WORK INSTRUCTION: Your task is to copy every line of the records below that contains "golden".

[Natural-language object grounding data]

=== Begin Enclosure ===

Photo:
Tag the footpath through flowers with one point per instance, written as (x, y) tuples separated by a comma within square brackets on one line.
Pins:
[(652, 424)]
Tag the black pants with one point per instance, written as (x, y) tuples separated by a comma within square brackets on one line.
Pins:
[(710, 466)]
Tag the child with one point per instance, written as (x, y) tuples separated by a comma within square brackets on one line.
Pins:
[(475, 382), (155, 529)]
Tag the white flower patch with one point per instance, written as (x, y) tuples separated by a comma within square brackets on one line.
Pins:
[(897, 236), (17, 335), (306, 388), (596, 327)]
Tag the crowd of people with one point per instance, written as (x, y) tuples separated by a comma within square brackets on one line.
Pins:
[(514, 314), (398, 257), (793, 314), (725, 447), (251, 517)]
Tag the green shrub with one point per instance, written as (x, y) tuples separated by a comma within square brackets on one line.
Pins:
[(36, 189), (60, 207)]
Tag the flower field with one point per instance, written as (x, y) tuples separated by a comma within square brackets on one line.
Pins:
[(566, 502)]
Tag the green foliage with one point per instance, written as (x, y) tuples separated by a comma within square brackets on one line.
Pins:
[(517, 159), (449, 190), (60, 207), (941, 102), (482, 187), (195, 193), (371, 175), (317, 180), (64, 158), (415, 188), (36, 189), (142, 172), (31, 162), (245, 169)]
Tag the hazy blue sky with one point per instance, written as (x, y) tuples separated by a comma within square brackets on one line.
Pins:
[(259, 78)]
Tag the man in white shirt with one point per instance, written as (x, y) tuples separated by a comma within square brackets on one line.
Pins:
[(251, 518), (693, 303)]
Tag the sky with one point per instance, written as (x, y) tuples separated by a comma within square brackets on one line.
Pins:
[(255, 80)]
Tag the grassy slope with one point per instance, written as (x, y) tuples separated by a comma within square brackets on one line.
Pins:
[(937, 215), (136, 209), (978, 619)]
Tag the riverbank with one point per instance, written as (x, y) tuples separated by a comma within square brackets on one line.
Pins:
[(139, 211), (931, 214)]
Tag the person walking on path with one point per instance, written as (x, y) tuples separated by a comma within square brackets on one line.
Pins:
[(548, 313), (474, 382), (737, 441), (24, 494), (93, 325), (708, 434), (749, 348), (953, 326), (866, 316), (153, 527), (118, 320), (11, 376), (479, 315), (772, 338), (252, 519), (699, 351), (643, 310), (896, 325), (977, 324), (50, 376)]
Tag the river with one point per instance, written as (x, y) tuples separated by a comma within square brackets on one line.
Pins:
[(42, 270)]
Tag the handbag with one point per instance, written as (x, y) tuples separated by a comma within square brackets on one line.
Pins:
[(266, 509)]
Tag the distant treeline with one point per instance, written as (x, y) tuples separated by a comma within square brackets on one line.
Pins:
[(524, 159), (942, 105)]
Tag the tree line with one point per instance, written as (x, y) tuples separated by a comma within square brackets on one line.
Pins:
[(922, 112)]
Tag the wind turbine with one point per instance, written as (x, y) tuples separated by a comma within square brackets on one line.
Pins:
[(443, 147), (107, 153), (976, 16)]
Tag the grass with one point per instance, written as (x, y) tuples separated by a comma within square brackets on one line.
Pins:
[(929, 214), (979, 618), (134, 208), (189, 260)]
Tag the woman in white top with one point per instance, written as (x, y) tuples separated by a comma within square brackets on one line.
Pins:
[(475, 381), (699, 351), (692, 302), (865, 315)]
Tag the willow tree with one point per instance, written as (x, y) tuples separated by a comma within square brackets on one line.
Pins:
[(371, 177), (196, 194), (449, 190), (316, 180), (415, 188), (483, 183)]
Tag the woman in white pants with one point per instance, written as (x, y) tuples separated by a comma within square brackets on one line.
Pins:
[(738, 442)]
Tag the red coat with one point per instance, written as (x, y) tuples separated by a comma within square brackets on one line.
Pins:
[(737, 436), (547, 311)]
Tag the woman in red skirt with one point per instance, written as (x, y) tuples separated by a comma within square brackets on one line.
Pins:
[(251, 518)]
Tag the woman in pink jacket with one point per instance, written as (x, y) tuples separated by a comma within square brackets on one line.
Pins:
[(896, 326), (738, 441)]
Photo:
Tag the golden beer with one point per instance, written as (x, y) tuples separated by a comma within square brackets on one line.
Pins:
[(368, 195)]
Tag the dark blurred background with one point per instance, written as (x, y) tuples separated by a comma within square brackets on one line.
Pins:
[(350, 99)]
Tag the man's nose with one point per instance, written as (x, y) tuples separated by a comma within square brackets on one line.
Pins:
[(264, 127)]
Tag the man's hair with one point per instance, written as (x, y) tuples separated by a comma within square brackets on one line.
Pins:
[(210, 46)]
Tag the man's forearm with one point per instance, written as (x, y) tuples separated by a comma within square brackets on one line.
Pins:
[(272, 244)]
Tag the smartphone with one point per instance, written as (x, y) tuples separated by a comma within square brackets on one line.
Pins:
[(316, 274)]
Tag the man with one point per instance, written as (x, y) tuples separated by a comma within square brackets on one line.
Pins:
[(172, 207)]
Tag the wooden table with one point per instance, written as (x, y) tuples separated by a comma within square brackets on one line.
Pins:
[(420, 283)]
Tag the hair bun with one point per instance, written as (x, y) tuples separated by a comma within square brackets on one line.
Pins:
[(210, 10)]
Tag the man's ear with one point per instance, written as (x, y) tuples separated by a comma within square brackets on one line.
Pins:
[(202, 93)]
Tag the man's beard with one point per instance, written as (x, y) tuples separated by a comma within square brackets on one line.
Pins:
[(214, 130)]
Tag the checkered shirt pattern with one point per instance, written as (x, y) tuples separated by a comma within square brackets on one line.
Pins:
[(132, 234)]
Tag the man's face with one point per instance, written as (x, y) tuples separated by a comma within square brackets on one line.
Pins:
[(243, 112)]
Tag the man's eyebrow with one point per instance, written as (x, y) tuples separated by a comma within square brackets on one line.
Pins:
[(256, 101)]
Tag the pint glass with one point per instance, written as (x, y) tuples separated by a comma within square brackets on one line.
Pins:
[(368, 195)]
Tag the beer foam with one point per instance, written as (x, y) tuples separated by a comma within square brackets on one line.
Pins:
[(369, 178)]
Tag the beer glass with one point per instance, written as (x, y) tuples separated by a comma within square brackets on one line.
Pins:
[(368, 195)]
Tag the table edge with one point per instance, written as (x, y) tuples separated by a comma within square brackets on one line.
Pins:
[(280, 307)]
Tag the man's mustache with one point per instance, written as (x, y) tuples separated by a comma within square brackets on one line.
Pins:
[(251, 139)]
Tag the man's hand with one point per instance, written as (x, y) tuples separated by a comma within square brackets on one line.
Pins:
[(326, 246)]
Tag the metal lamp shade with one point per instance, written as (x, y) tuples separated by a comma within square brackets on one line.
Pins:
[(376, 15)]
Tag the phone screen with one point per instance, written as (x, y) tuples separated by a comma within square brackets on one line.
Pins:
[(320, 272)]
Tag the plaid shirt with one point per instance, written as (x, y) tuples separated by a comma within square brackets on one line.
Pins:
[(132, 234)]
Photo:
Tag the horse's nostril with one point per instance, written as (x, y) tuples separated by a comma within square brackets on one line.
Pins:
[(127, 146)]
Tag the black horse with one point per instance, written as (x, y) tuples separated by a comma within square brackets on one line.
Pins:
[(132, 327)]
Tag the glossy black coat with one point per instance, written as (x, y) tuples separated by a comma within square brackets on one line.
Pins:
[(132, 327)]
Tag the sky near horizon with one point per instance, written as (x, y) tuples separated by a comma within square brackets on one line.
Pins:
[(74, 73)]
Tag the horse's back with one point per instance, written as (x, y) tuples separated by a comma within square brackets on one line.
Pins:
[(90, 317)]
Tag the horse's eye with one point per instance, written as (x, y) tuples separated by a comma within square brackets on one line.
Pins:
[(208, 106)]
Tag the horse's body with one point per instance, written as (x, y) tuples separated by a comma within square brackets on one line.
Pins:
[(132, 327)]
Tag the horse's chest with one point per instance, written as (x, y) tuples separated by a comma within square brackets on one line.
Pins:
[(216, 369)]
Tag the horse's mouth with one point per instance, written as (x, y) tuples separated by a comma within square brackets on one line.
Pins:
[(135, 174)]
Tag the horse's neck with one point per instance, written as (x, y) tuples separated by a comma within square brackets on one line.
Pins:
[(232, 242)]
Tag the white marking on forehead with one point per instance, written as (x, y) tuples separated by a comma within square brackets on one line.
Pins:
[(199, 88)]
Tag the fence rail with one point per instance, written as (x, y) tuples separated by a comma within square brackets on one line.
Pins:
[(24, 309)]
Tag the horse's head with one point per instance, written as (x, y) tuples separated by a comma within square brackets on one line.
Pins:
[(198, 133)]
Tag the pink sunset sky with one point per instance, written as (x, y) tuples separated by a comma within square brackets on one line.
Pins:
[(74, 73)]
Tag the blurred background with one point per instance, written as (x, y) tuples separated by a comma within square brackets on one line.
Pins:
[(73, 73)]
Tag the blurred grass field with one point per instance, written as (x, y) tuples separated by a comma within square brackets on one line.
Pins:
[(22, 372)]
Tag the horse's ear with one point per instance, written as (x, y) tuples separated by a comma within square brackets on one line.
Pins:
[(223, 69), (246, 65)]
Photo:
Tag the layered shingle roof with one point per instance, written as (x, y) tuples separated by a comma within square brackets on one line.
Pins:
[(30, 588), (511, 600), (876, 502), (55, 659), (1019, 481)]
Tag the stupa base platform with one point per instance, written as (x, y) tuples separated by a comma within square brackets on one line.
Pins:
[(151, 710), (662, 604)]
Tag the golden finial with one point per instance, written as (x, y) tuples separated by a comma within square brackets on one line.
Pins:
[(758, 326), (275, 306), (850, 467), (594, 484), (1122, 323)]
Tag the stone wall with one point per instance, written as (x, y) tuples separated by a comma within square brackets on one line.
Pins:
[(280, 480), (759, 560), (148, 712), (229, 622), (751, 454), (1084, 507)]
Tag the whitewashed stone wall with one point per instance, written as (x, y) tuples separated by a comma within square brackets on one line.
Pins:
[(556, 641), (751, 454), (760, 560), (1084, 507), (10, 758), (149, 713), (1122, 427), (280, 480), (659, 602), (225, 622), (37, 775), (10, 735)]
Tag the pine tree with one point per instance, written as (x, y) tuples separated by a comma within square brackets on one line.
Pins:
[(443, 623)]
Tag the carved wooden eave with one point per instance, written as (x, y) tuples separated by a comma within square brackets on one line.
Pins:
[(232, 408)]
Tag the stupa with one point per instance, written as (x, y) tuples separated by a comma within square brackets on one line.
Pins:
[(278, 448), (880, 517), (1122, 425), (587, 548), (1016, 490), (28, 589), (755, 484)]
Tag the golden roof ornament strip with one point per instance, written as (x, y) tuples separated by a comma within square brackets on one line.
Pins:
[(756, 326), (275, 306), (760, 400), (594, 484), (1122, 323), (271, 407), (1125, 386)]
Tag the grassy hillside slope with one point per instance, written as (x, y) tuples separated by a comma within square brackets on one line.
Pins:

=== End Enclosure ===

THE ANSWER:
Tag the golden beer with one point per instance, written as (x, y) tuples separated by a comma within square brackets on one line.
Tag the golden finial with one point per instance, written as (x, y) tuples separated by a comma within square brackets on one line.
Tag the golden roof ornament strip with one point per instance, written as (x, y) tuples separated by a comma within square brackets on one line.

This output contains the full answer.